Object position labeling entries:

******************************

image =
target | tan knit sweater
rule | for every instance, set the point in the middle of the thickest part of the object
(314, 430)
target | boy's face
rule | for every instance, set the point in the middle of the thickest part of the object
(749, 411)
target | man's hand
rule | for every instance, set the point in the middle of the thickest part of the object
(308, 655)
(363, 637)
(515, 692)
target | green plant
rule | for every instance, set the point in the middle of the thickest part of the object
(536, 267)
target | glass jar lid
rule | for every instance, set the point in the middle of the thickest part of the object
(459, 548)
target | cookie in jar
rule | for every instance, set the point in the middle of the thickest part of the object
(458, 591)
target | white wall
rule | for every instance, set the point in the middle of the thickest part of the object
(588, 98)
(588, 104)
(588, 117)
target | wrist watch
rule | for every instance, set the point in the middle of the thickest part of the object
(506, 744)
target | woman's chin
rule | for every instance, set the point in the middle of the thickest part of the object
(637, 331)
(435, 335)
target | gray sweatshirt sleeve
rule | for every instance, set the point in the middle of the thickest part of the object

******************************

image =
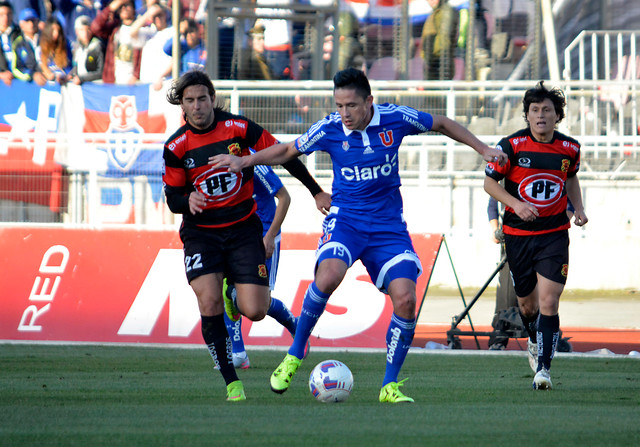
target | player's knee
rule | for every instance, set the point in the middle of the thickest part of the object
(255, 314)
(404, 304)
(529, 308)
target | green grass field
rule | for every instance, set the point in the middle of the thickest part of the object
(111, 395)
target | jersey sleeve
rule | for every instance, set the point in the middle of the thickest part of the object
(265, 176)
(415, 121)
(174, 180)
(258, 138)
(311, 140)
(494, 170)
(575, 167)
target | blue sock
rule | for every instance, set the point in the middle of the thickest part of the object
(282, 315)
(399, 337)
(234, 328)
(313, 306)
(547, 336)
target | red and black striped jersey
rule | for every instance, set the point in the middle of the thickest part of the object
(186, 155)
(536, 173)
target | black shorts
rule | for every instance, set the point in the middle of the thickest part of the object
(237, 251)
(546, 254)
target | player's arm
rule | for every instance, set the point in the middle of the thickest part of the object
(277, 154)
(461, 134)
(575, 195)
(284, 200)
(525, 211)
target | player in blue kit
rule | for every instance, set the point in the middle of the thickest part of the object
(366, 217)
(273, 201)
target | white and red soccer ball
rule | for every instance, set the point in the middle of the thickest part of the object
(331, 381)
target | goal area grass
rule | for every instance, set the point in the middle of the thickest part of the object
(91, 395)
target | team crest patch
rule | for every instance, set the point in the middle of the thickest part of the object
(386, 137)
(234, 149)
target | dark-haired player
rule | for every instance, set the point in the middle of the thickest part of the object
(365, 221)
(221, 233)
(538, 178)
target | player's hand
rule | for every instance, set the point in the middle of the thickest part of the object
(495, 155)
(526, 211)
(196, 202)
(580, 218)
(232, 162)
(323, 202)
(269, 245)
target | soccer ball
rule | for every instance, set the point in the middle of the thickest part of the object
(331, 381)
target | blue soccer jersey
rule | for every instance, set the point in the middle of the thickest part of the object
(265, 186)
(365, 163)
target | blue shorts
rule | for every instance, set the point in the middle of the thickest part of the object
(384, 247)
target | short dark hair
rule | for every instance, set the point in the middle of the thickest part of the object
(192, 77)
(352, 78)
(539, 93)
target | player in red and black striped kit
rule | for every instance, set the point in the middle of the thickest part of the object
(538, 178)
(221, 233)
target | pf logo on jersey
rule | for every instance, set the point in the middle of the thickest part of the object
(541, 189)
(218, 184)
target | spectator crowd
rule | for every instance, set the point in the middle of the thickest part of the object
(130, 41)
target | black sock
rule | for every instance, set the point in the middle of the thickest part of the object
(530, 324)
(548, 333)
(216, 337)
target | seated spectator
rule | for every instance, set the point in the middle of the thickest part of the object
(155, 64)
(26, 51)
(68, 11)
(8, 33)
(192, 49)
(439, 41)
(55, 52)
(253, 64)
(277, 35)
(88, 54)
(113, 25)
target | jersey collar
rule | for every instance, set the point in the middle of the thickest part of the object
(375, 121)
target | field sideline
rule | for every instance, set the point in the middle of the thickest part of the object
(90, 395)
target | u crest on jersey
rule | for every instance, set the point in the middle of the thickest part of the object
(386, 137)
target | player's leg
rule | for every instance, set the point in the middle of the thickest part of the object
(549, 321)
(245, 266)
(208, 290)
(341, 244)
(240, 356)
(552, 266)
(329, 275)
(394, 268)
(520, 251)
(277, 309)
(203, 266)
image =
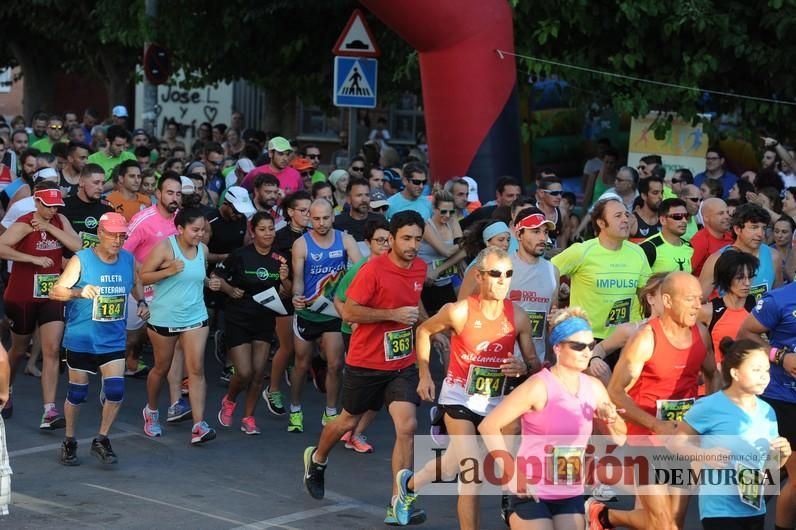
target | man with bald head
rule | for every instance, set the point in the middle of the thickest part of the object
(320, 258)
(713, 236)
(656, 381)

******************************

- _Instructions for the task_: Pick out every line in the material above that contains the word "green", and copy each one.

- _Answer to this problem_:
target | green plant
target | green grass field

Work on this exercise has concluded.